----- SOURCE MATERIAL

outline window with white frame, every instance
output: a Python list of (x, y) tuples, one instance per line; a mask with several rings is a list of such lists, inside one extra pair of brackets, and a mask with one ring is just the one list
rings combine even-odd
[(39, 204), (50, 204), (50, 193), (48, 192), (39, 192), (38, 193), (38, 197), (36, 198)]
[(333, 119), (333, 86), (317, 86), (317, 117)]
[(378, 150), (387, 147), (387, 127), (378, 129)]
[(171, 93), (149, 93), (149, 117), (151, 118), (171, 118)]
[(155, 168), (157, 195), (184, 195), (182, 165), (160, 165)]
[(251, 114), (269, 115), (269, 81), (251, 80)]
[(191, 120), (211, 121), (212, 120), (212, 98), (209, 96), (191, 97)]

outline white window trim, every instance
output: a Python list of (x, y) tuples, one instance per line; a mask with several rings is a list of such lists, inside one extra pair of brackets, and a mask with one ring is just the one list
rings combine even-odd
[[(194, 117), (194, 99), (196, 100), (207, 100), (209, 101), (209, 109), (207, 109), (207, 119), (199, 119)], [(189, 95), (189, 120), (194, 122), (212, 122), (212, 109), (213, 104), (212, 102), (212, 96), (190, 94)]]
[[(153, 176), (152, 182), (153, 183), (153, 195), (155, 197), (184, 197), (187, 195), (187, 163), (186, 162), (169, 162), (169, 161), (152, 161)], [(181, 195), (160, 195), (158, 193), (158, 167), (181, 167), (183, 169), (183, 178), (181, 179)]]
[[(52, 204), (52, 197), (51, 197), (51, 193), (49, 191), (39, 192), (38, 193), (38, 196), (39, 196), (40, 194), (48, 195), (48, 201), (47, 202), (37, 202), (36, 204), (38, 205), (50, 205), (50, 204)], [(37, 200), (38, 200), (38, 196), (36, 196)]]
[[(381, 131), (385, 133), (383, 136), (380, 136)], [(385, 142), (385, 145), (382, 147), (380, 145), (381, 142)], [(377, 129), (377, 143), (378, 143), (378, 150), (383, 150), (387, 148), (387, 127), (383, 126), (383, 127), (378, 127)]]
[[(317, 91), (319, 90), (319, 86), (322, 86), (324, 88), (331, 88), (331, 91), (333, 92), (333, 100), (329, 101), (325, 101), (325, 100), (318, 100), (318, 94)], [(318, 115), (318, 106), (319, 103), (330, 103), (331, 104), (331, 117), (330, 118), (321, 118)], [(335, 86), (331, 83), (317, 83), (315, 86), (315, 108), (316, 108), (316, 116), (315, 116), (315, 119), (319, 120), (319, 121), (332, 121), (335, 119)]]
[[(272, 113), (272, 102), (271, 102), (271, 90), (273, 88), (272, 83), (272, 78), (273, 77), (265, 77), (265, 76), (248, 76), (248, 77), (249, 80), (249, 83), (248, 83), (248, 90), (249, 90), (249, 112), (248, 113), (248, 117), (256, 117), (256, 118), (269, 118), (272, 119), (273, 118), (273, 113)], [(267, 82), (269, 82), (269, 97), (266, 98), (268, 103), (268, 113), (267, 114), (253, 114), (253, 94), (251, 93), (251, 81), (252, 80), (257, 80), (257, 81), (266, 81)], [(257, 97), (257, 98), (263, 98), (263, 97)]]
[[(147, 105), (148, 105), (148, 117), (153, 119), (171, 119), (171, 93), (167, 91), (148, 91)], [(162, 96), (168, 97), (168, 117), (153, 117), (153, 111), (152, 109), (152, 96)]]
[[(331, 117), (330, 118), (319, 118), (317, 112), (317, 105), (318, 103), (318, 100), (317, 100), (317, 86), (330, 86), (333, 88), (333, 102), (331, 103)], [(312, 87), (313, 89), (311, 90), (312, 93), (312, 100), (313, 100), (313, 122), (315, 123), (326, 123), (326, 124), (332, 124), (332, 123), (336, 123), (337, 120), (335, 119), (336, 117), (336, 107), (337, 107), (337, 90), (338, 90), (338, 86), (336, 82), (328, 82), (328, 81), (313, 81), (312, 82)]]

----------

## AIM
Copy all of the records above line for line, without changing anything.

## WRITTEN ANSWER
outline window with white frame, every instance
output: a Python list of (x, y) tuples, one instance per line; a mask with several rings is a list of such lists, inside one extra pair of brackets, and a mask with one ring is just the one list
rings combine even-odd
[(39, 204), (50, 204), (50, 193), (48, 192), (39, 192), (38, 193), (38, 197), (36, 198)]
[(333, 119), (333, 86), (317, 86), (317, 117)]
[(378, 150), (387, 147), (387, 127), (378, 129)]
[(171, 93), (149, 93), (149, 117), (151, 118), (171, 118)]
[(155, 168), (157, 195), (184, 195), (182, 165), (160, 165)]
[(251, 114), (269, 115), (269, 81), (251, 80)]
[(191, 120), (211, 121), (212, 120), (212, 98), (209, 96), (191, 97)]

outline white window trim, every instance
output: a Python list of (x, y) tuples, one instance per line; a mask with several rings is a list of such lists, inside one extra pair of brackets, and a mask with one ring is just the one list
rings combine even-odd
[[(194, 117), (194, 99), (196, 100), (207, 100), (209, 101), (209, 109), (207, 109), (207, 119), (199, 119)], [(189, 95), (189, 120), (194, 122), (212, 122), (212, 109), (213, 104), (212, 102), (212, 96), (190, 94)]]
[[(153, 176), (152, 182), (153, 183), (153, 195), (155, 197), (184, 197), (187, 195), (187, 163), (186, 162), (169, 162), (169, 161), (152, 161)], [(181, 195), (160, 195), (158, 193), (158, 167), (181, 167), (183, 169), (183, 178), (181, 179)]]
[[(52, 204), (52, 197), (51, 197), (51, 193), (49, 191), (39, 192), (38, 193), (38, 196), (39, 196), (40, 194), (48, 195), (48, 201), (47, 202), (37, 202), (36, 204), (38, 205), (50, 205), (50, 204)], [(37, 200), (38, 200), (38, 196), (36, 196)]]
[[(381, 131), (385, 133), (383, 136), (380, 136)], [(385, 142), (385, 145), (382, 147), (380, 145), (381, 142)], [(377, 129), (377, 143), (378, 143), (378, 150), (383, 150), (387, 148), (387, 127), (383, 126), (383, 127), (378, 127)]]
[[(317, 91), (319, 90), (319, 86), (322, 86), (324, 88), (331, 88), (331, 91), (333, 92), (333, 100), (329, 101), (325, 101), (325, 100), (318, 100), (318, 94)], [(318, 115), (318, 106), (319, 103), (330, 103), (331, 104), (331, 117), (330, 118), (321, 118)], [(335, 86), (331, 83), (317, 83), (315, 86), (315, 108), (316, 108), (316, 116), (315, 116), (315, 119), (319, 120), (319, 121), (332, 121), (335, 119)]]
[[(272, 113), (272, 102), (271, 102), (271, 90), (273, 88), (272, 83), (272, 78), (273, 77), (265, 77), (265, 76), (248, 76), (248, 77), (249, 80), (249, 83), (248, 83), (248, 90), (249, 90), (249, 112), (248, 113), (248, 117), (256, 117), (256, 118), (269, 118), (272, 119), (273, 118), (273, 113)], [(267, 82), (269, 82), (269, 97), (266, 98), (268, 103), (268, 113), (267, 114), (253, 114), (253, 94), (251, 93), (251, 81), (252, 80), (257, 80), (257, 81), (266, 81)], [(257, 97), (257, 98), (263, 98), (263, 97)]]
[[(147, 105), (148, 105), (148, 117), (153, 119), (171, 119), (171, 93), (167, 91), (148, 91)], [(162, 96), (168, 97), (168, 117), (153, 117), (153, 111), (152, 109), (152, 96)]]
[[(331, 117), (330, 118), (319, 118), (317, 112), (317, 105), (318, 103), (318, 100), (317, 100), (317, 86), (330, 86), (333, 88), (333, 102), (331, 103)], [(312, 87), (313, 89), (311, 90), (312, 93), (312, 100), (313, 100), (313, 122), (315, 123), (326, 123), (326, 124), (332, 124), (332, 123), (336, 123), (337, 120), (335, 119), (336, 117), (336, 107), (337, 107), (337, 90), (338, 90), (338, 86), (336, 82), (328, 82), (328, 81), (313, 81), (312, 82)]]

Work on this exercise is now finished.